**What you need to do:** Copy everything from the line containing "Drop one point per instance of the swan." down to the end of the data, changing "cinnamon stick" to "vanilla pod" and leaving all else as it stands. Return only those lines.

** start of Data to use **

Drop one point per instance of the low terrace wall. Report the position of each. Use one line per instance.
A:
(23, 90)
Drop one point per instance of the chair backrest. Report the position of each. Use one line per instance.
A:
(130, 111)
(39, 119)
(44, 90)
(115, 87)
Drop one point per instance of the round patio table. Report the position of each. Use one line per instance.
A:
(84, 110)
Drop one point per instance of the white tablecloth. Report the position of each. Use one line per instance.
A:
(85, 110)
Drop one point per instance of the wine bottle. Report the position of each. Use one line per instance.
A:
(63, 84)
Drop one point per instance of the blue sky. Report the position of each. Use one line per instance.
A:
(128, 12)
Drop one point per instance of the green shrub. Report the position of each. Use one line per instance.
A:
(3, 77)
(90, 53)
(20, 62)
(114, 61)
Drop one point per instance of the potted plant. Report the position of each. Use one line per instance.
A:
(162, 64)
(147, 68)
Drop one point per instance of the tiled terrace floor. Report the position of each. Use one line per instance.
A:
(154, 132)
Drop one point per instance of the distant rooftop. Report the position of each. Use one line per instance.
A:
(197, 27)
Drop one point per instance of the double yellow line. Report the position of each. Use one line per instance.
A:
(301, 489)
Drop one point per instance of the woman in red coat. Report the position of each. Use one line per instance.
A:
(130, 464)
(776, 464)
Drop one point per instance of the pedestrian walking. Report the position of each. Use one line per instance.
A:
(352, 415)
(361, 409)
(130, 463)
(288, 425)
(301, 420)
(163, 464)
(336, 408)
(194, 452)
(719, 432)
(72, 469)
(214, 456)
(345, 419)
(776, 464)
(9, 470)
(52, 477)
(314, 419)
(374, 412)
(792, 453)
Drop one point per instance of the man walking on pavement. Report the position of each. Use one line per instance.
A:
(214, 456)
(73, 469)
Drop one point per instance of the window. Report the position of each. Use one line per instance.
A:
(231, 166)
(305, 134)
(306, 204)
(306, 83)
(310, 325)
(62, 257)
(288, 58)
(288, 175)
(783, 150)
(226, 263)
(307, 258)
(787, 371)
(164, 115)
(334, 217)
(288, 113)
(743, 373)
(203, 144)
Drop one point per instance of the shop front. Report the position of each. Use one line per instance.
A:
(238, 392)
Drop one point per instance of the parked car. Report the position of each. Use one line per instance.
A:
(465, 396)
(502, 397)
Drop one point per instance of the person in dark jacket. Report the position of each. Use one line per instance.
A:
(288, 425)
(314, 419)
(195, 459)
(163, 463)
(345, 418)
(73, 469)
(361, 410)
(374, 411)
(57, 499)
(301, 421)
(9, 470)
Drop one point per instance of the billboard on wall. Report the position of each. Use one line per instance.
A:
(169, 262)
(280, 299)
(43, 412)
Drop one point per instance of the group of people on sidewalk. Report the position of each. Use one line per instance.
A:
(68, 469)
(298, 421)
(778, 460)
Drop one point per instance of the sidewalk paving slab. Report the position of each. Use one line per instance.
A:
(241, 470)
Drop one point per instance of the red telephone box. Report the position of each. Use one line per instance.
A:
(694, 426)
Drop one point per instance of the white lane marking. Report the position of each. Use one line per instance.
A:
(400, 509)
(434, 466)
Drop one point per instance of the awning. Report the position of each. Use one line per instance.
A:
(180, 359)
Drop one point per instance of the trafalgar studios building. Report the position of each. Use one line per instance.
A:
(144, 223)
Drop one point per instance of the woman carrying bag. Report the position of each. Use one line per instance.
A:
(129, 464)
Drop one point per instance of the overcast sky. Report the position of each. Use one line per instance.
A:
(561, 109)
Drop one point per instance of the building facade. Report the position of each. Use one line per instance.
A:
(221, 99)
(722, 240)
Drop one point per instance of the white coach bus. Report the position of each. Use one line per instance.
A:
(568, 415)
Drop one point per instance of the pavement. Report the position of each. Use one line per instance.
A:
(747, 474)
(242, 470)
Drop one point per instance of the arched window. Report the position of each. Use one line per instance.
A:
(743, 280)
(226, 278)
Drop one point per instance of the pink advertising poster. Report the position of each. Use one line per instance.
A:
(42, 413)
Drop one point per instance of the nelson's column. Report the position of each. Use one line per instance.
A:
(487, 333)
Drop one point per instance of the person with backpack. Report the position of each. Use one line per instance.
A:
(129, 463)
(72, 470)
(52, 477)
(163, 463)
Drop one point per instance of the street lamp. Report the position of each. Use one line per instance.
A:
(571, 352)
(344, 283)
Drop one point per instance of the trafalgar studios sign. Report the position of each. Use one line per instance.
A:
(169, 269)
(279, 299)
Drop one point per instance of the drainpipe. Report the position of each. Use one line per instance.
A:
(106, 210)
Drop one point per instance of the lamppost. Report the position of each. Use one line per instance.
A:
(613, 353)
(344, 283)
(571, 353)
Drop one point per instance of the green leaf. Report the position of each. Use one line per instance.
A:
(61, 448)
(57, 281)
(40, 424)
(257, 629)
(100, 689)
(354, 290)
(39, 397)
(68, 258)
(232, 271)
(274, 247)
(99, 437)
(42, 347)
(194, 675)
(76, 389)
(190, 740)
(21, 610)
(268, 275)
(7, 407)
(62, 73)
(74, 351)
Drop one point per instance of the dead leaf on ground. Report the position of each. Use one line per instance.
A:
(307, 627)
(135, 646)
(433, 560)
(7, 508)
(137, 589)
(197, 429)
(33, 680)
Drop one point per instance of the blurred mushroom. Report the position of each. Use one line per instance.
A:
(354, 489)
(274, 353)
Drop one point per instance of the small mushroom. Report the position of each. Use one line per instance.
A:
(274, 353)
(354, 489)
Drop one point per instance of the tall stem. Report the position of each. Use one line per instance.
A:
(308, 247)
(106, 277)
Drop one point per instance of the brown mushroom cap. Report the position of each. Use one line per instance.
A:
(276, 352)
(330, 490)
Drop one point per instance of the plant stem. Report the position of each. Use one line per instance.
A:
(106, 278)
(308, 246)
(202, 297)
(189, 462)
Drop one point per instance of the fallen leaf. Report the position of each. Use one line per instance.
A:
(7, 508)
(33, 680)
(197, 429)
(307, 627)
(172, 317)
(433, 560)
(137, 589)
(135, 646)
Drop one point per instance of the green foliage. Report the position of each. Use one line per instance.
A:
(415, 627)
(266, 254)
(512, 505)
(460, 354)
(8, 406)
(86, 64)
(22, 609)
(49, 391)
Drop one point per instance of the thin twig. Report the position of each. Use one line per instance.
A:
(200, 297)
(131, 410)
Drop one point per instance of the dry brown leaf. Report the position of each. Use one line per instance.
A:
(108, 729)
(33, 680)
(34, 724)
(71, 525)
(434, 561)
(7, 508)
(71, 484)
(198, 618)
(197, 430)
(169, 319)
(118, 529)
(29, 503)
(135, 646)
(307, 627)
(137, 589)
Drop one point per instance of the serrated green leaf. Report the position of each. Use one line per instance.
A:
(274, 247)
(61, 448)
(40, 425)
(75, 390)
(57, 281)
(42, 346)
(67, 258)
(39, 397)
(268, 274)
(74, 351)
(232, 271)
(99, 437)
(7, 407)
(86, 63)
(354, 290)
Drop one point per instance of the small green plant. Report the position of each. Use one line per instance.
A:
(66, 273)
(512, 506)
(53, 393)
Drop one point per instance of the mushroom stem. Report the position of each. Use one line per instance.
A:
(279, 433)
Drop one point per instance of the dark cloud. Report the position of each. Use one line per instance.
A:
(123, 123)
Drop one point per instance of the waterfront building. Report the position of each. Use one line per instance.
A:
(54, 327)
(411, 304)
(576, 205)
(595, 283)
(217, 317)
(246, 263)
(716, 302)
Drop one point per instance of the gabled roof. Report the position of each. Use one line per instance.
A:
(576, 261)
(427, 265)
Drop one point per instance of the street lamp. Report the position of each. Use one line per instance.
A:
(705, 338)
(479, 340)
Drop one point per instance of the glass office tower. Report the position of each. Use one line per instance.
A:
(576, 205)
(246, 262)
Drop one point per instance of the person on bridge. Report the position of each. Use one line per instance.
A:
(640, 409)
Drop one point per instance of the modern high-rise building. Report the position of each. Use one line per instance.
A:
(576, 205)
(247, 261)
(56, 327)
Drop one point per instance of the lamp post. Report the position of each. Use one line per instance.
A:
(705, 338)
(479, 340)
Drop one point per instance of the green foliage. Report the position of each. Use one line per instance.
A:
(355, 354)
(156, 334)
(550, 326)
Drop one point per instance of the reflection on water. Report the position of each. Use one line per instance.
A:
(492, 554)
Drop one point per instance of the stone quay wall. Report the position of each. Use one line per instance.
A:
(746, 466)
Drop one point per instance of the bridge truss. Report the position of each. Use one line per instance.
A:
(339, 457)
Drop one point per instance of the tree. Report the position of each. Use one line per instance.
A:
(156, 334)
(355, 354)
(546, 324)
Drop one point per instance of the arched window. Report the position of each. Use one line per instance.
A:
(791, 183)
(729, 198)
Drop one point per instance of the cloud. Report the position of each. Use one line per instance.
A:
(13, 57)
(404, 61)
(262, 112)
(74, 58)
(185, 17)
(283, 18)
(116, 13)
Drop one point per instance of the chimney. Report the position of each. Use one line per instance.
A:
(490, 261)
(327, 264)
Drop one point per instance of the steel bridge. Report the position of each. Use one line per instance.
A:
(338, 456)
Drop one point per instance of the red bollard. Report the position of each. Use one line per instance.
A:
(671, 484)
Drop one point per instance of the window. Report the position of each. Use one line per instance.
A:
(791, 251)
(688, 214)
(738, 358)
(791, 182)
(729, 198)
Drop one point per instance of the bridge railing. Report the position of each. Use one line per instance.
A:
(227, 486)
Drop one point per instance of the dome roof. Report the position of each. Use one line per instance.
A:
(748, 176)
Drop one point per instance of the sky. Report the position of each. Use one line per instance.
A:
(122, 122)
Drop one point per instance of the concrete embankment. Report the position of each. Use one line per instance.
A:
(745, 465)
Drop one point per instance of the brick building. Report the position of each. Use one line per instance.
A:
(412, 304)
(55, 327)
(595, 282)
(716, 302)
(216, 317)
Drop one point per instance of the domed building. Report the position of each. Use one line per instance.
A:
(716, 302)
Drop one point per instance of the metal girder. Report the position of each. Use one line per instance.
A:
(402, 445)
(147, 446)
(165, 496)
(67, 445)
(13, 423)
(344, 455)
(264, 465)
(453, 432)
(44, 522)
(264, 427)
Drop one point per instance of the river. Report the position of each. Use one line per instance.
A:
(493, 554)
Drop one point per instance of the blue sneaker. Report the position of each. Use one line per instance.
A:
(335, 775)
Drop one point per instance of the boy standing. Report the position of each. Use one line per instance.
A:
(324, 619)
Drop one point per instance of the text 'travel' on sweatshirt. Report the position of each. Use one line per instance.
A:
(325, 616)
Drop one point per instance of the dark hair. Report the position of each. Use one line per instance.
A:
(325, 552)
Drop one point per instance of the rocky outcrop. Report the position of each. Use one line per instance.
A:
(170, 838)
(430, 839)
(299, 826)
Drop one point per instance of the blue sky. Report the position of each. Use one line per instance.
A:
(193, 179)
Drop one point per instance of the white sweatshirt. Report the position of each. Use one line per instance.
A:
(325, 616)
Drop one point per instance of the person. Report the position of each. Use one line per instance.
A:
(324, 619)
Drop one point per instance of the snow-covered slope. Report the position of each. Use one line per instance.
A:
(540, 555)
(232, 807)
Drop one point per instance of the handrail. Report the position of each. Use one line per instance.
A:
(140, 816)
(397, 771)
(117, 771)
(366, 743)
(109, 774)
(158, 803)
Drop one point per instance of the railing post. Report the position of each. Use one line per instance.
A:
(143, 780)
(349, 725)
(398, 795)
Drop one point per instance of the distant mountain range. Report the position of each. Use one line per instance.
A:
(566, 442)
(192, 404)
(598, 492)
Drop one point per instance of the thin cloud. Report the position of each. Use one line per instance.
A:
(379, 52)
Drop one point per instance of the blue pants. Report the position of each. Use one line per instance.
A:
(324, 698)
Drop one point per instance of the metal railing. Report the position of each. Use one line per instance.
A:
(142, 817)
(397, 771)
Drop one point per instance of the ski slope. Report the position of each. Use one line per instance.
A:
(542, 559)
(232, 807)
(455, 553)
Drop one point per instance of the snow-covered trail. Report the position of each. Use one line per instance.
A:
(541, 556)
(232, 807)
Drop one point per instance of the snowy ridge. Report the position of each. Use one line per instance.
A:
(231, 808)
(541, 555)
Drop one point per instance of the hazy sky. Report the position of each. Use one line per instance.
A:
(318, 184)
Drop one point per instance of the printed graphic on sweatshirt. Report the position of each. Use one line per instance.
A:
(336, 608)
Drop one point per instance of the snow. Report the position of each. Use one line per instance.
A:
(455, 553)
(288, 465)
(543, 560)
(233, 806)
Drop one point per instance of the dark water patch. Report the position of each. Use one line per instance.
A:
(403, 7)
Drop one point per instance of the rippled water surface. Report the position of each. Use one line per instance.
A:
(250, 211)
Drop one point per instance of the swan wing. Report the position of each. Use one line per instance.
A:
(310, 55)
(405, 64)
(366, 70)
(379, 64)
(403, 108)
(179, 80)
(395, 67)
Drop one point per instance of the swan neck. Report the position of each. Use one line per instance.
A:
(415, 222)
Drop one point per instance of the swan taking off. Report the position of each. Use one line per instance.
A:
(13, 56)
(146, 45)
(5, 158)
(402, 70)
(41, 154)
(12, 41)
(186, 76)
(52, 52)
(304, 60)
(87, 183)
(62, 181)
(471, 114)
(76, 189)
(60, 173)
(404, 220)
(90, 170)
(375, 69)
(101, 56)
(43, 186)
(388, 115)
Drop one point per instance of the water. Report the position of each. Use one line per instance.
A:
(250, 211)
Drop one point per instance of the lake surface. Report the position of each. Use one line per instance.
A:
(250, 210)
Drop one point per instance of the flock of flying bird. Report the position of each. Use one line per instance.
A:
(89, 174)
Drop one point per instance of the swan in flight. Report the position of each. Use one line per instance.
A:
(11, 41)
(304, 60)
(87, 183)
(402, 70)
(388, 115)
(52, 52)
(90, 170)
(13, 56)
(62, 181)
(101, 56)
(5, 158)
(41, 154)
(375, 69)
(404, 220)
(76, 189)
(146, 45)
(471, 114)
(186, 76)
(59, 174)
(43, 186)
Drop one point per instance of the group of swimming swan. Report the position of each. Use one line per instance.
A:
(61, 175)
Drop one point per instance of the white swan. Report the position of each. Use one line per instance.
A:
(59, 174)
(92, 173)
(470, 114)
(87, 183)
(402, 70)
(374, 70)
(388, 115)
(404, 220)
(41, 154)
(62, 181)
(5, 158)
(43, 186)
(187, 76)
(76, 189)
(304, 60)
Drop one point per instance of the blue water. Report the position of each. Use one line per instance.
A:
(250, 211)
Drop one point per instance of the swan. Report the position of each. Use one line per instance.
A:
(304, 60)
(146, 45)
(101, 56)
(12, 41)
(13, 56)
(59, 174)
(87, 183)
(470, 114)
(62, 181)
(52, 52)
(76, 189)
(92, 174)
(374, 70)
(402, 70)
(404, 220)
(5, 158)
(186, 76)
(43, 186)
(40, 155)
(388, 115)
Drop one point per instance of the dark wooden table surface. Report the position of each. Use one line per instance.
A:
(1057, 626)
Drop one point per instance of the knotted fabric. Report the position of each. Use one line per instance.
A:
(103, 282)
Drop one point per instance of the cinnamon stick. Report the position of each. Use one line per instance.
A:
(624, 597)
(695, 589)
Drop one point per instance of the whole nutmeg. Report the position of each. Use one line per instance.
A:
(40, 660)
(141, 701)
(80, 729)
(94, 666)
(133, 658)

** end of Data to use **

**Complete output:**
Drop one point per instance of the swan. Report the position of each. Use one line per instance.
A:
(304, 60)
(146, 45)
(101, 56)
(12, 41)
(13, 56)
(59, 174)
(87, 183)
(470, 114)
(62, 181)
(52, 52)
(76, 189)
(92, 174)
(374, 70)
(402, 70)
(404, 220)
(5, 158)
(186, 76)
(43, 186)
(40, 155)
(388, 115)
Drop one point per instance of the dark wooden table surface. Report the position of each. Use one line per instance.
A:
(1057, 626)
Drop one point per instance of the knotted fabric. Report the position of each. Use one line per instance.
A:
(103, 282)
Drop one point per instance of the vanilla pod. Report the position of each. Use one line per instance.
A:
(624, 597)
(695, 589)
Drop one point per instance of the whole nutmeg. Report the position of each. Use one line per instance.
A:
(40, 660)
(141, 701)
(80, 729)
(94, 666)
(133, 658)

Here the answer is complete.